[Instruction] Change "Objective" to "Goal" in the data, starting with the first line and going on through the line containing "top-left (152, 497), bottom-right (258, 666)". Return only those lines, with nothing else altered.

[Excerpts from a detection dataset]
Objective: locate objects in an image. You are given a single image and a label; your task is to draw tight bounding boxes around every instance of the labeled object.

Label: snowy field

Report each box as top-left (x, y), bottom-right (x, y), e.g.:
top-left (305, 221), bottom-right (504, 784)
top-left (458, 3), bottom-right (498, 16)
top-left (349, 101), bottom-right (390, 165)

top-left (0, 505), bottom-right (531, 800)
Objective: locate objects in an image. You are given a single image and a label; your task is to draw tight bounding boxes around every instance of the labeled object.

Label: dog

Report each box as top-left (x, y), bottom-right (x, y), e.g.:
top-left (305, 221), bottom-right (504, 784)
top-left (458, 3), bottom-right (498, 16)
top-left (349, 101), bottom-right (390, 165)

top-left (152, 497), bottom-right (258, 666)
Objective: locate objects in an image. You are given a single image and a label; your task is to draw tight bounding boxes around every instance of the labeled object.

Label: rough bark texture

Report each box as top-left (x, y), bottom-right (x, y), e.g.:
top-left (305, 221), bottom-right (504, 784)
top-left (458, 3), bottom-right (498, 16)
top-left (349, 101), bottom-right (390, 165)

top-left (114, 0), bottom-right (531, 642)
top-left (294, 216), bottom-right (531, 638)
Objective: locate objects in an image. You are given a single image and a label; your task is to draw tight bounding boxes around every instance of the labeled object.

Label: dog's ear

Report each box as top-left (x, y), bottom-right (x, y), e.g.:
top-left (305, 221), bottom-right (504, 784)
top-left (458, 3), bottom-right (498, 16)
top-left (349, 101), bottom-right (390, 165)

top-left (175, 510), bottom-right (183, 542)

[Correct response]
Goal: locate objects in an image. You are given a single image and a label; your task is to draw tight bounding boxes around every instance of the labeled object.

Label: snowy field

Report each box as top-left (x, y), bottom-right (x, y), e.g.:
top-left (305, 221), bottom-right (504, 784)
top-left (458, 3), bottom-right (498, 16)
top-left (349, 101), bottom-right (390, 165)

top-left (0, 505), bottom-right (531, 800)
Goal: locate objects in an image. You are given a single image and a label; your task is to draw tight bounding boxes around every instance of the labeled object.

Label: dog

Report each box as top-left (x, y), bottom-right (x, y), e.g.:
top-left (305, 221), bottom-right (504, 784)
top-left (458, 3), bottom-right (498, 16)
top-left (349, 101), bottom-right (390, 165)

top-left (152, 497), bottom-right (258, 666)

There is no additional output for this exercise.